ページ抜粋:
********************
Q.作家・画家を志した切っ掛けを教えてください。

幼い頃から周りに色々な職業の人間がいたので、自然と自分の好きなことを仕事にしたいと思っていました。

Q.現在の作風までの歴史、経緯などありましたら教えてください。

10代の頃から根底的な部分は変わっていないように思います。作品は年齢を重ねるにつれて変容はしてきていると思います。


「眠りにつくとき」Drawings

Q.ご自身の作家活動において影響を受けた作家、人物などはいらっしゃいますか?

子供の頃は漫画や小説、映画など物語を作ることに憧れていました。多感な10代で影響を受けたものが、今でも自分のアイデンティティを形成する一部になっていると感じます。

まだインターネットもなく本屋もないような田舎で育ち、同世代の漫画やテレビはあまり与えられない家でしたので、情報源は主に図書館でした。小説だと倉橋由美子・三島由紀夫・澁澤龍彦・内田百間・ヴォネガット、漫画だと萩尾望都・三原順・吉野朔実・高野文子・白土三平・つげ義春・岡田あ〜みん、映画だと宮崎駿・鈴木清順・ピーターグリーナウェイ、などが好きで、特に澁澤の書籍からは、西洋美術や古典、近代文学や舞踏や演劇といった様々な分野への手ほどきを受けました。

澁澤経由で天井桟敷や状況劇場のポスターのアートワークへ辿り着き、細江英公の写真や、横尾忠則や粟津潔や戸田ツトム、羽良多平吉らのデザイン、宇野亜喜良や林静一、片山健らのイラストレーションなど、大きな刺激になりました。
********************
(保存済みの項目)
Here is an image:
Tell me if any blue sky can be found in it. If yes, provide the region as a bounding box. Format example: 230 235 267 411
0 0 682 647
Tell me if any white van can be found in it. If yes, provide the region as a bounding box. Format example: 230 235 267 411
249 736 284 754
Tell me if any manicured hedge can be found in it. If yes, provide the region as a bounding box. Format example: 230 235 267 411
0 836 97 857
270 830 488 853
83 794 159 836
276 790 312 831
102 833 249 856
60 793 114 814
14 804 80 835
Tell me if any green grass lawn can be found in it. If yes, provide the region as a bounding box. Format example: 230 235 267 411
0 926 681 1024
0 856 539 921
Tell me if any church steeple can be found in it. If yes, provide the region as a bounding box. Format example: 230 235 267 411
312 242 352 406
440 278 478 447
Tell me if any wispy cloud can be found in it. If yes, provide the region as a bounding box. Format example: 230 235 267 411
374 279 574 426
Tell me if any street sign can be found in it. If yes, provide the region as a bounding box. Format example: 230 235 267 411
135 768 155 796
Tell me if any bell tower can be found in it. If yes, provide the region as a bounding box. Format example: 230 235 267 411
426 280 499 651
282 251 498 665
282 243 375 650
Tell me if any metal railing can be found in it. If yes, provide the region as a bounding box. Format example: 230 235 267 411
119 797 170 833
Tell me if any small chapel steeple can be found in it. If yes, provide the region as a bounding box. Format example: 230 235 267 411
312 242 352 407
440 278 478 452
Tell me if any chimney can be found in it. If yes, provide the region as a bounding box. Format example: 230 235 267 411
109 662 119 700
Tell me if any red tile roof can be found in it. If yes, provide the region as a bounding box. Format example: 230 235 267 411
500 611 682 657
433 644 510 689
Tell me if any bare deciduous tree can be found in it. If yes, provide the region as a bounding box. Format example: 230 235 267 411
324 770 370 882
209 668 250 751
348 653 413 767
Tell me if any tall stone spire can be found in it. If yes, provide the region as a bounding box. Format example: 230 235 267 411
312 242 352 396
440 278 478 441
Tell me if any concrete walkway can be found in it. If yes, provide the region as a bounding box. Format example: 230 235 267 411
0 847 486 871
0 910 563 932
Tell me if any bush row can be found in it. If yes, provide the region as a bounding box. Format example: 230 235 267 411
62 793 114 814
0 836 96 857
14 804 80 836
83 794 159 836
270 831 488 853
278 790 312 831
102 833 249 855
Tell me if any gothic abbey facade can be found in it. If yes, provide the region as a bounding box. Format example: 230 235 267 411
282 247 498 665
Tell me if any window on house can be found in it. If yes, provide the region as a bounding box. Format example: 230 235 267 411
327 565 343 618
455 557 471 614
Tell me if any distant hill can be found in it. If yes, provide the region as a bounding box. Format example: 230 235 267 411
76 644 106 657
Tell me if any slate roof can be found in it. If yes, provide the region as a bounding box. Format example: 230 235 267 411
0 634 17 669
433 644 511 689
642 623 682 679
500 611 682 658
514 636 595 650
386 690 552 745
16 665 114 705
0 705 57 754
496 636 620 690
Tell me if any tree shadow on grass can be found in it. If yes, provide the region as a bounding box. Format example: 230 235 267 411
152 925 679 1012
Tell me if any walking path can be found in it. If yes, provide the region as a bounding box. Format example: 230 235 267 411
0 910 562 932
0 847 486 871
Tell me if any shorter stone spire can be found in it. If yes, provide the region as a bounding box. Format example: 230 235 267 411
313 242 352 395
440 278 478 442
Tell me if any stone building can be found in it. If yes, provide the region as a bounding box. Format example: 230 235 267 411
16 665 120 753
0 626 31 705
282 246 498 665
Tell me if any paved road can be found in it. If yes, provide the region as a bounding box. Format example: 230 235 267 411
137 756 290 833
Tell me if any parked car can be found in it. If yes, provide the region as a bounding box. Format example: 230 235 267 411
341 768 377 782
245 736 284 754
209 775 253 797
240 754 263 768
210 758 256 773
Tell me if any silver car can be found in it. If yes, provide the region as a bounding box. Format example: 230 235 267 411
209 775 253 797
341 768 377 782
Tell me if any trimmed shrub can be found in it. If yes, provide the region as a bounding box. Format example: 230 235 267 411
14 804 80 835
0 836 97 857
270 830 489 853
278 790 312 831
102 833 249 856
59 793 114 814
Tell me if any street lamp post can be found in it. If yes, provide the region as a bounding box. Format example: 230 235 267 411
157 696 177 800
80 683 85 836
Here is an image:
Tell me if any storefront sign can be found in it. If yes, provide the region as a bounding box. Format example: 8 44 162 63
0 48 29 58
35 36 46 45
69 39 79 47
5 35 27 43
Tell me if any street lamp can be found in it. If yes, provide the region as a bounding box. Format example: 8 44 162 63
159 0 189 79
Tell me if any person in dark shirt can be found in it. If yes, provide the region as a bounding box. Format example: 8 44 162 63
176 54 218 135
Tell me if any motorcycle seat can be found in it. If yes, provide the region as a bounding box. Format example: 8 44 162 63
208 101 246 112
********************
短い課題 1: 作家・画家へのインタビューを2文で要約してもらえますか?
短い課題 2: 作家・画家へのインタビューの続きを、最後の文の後から書き進めてもらえますか?
この資料は使う必要がありません。

課題の解答 1: 好きなことを仕事にしたいという思いから作家・画家を志した語り手は、作風の根底は10代の頃から変わらず、作品は年齢とともに変容してきたと述べている。本屋もない田舎で主に図書館から小説・漫画・映画に触れ、特に澁澤龍彦の書籍を通じて西洋美術や演劇などへの手ほどきを受け、天井桟敷や状況劇場のポスターのアートワーク、写真、デザイン、イラストレーションから大きな刺激を受けたという。

課題の解答 2:
20代では、ピナ・バウシュの来日公演を見たときに受けた衝撃が、その後の作品作りへも影響を与えてくれています。素晴らしい作品に触れると、自分が生まれ変わったような世界が違って見えるような心地になりますが、そのような瞬間をいつも大切にしています。


まるで何本もの映画が、頭の中で同時上映されているような―



Q.上田さんの作品の多くに髪の長い少女が登場しますが、モチーフの少女は特定のモデルさんがいるのでしょうか?またモチーフの少女を通して表現したいこと、また魅力などお聞かせいただけますか?

特定のモデルはいませんが、中高生の頃にファッション誌モデルのniuさんと山田麻衣子さんという方が好きで切り抜きを集めていたので、顔の造形的な原型にはなっているかもしれません。髪の毛は、空間であったり風の流れであったり情感であったり、様々なものを表現する上で非常に良いモチーフになります。

一方で、幼児期のトラウマ体験も影響していると思います。幼稚園で髪が膝近くまである先生がいたのですが、戯れに子供に髪を巻きつけては子供たちを恐怖に陥れていました。長い髪の毛に畏怖の念を感じた最初の記憶です。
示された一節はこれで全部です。